* Written problem *
Each of the entries should be retyped precisely as it appears.

* The input *
····················
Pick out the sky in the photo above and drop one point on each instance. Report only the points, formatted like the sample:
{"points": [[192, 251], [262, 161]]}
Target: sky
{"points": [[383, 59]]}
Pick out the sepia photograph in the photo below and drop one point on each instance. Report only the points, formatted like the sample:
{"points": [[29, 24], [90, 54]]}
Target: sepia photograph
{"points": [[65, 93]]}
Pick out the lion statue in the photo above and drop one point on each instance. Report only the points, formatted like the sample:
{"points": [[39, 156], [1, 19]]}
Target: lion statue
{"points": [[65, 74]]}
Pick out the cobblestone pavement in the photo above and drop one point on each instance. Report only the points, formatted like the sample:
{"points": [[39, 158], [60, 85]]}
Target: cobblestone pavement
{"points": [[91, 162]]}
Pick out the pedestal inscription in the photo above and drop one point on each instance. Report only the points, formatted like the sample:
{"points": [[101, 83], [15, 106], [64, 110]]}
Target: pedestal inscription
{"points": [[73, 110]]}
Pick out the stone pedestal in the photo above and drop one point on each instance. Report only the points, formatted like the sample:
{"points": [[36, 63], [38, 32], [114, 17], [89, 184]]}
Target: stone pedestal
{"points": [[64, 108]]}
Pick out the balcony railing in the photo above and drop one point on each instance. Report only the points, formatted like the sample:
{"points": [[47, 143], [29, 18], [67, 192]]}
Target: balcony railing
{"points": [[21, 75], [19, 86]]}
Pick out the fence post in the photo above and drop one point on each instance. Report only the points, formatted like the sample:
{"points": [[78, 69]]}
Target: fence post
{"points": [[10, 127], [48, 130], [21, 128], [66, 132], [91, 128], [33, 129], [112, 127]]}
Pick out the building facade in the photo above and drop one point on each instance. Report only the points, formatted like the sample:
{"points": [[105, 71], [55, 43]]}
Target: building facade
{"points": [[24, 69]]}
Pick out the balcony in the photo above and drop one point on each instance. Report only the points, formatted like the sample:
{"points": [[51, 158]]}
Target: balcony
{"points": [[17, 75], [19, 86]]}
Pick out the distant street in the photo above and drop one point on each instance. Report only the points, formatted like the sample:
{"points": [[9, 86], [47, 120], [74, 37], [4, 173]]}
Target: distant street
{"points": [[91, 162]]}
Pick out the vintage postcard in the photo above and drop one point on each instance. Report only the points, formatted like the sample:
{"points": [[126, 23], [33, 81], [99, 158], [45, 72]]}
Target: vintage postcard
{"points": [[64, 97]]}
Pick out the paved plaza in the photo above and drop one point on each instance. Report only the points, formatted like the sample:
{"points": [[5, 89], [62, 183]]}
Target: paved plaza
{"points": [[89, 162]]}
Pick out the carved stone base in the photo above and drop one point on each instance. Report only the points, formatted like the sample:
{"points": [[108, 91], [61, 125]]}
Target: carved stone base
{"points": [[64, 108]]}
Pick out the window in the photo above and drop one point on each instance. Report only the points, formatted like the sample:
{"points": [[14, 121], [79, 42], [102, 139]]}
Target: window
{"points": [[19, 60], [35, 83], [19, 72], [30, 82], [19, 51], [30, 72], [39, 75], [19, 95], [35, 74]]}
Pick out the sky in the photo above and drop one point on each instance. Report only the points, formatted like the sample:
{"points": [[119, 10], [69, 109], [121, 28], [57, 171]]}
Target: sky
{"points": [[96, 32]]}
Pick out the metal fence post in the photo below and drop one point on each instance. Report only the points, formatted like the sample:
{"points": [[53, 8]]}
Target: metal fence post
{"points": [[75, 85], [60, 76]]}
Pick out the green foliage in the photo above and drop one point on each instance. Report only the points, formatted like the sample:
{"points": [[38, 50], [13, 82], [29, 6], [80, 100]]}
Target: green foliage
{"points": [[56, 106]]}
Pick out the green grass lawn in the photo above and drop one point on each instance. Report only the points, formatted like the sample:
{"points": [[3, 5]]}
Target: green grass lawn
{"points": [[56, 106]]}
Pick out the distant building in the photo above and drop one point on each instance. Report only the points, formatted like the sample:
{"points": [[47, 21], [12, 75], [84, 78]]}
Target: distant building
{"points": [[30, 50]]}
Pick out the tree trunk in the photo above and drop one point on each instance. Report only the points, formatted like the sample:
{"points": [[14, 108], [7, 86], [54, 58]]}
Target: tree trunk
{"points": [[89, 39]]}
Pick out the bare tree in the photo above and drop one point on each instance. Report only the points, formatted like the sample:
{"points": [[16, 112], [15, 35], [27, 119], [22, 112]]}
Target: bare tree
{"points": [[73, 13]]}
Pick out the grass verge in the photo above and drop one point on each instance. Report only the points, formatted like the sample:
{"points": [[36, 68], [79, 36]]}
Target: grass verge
····················
* Written solution *
Pick out the sky in the photo above and drop one point on each instance. Report only the points, formatted like the sample:
{"points": [[192, 251], [262, 161]]}
Target: sky
{"points": [[383, 59]]}
Pick out the sepia photograph in the photo below and drop one point on each instance. Report only the points, formatted like the sample:
{"points": [[29, 24], [90, 54]]}
Target: sepia photograph
{"points": [[65, 93]]}
Pick out the lion statue in the photo above and drop one point on each instance. Report only the points, formatted like the sample:
{"points": [[39, 156], [1, 19]]}
Target: lion statue
{"points": [[65, 74]]}
Pick out the cobblestone pavement in the photo above and drop one point on each instance. Report only the points, formatted like the sample:
{"points": [[39, 158], [60, 85]]}
Target: cobblestone pavement
{"points": [[91, 162]]}
Pick out the pedestal inscription in the photo above and drop one point on each instance. Report only the points, formatted like the sample:
{"points": [[101, 83], [15, 106], [64, 110]]}
Target: pedestal inscription
{"points": [[73, 110]]}
Pick out the stone pedestal in the photo above and drop one point on each instance. Report only the points, formatted like the sample:
{"points": [[36, 63], [38, 32], [114, 17], [89, 184]]}
Target: stone pedestal
{"points": [[64, 108]]}
Pick out the balcony railing in the photo above and drop one point on each instance. Report only the points, formatted like the sample:
{"points": [[47, 143], [29, 18], [67, 192]]}
Target: balcony railing
{"points": [[21, 75], [19, 86]]}
Pick out the fence post in the photo above and drop one point on each instance. Report only the points, formatted like the sample:
{"points": [[78, 69]]}
Target: fence post
{"points": [[10, 127], [48, 130], [21, 128], [66, 132], [91, 128], [33, 129], [112, 127]]}
Pick out the building facade in the photo above and drop one point on each instance. Report only the points, formatted like the sample:
{"points": [[105, 71], [55, 43]]}
Target: building facade
{"points": [[24, 69]]}
Pick out the balcony in the photo above and drop one point on each instance. Report only the points, formatted like the sample:
{"points": [[51, 158]]}
Target: balcony
{"points": [[17, 75], [19, 86]]}
Pick out the distant street in the photo above and drop one point on each instance. Report only the points, formatted like the sample:
{"points": [[9, 86], [47, 120], [74, 37], [4, 173]]}
Target: distant street
{"points": [[91, 162]]}
Pick out the vintage postcard in the photo above and drop one point on each instance. Report only the points, formatted like the sample:
{"points": [[126, 23], [33, 81], [99, 158], [45, 72]]}
Target: vintage postcard
{"points": [[64, 97]]}
Pick out the paved plaza in the photo above and drop one point on each instance. Report only the points, formatted like the sample:
{"points": [[5, 89], [62, 183]]}
Target: paved plaza
{"points": [[89, 162]]}
Pick out the carved stone base in the photo above and drop one point on each instance. Report only the points, formatted like the sample:
{"points": [[108, 91], [61, 125]]}
Target: carved stone base
{"points": [[64, 108]]}
Pick out the window in the photo above and drop one point on each instance. Report only the points, formatted like the sample:
{"points": [[14, 121], [79, 42], [102, 139]]}
Target: window
{"points": [[19, 60], [35, 83], [19, 72], [30, 82], [19, 51], [30, 72], [39, 75], [19, 95], [35, 74]]}
Pick out the sky in the photo above and drop one point on each instance. Report only the points, formatted like the sample:
{"points": [[119, 10], [69, 109], [121, 28], [57, 171]]}
Target: sky
{"points": [[96, 32]]}
Pick out the metal fence post in the photo below and drop one point on each instance. Report only the points, formatted like the sample:
{"points": [[53, 8]]}
Target: metal fence post
{"points": [[75, 85], [60, 76]]}
Pick out the green foliage in the photo above and drop one point on each instance. Report only the points, formatted like the sample:
{"points": [[38, 50], [13, 82], [29, 6], [80, 100]]}
Target: green foliage
{"points": [[56, 106]]}
Pick out the green grass lawn in the photo above and drop one point on each instance. Report only the points, formatted like the sample:
{"points": [[3, 5]]}
Target: green grass lawn
{"points": [[56, 106]]}
Pick out the distant building in the photo above and drop one point on each instance. Report only the points, formatted like the sample:
{"points": [[47, 21], [12, 75], [84, 78]]}
Target: distant building
{"points": [[30, 50]]}
Pick out the tree trunk in the photo above and drop one point on each instance. Report only the points, formatted like the sample:
{"points": [[14, 108], [7, 86], [54, 58]]}
Target: tree trunk
{"points": [[89, 39]]}
Pick out the bare tree in the photo above and drop one point on each instance. Report only the points, formatted like the sample:
{"points": [[16, 112], [15, 35], [27, 119], [22, 112]]}
Target: bare tree
{"points": [[73, 13]]}
Pick out the grass verge in the photo above and drop one point on each instance. Report only the points, formatted like the sample:
{"points": [[36, 68], [79, 36]]}
Target: grass verge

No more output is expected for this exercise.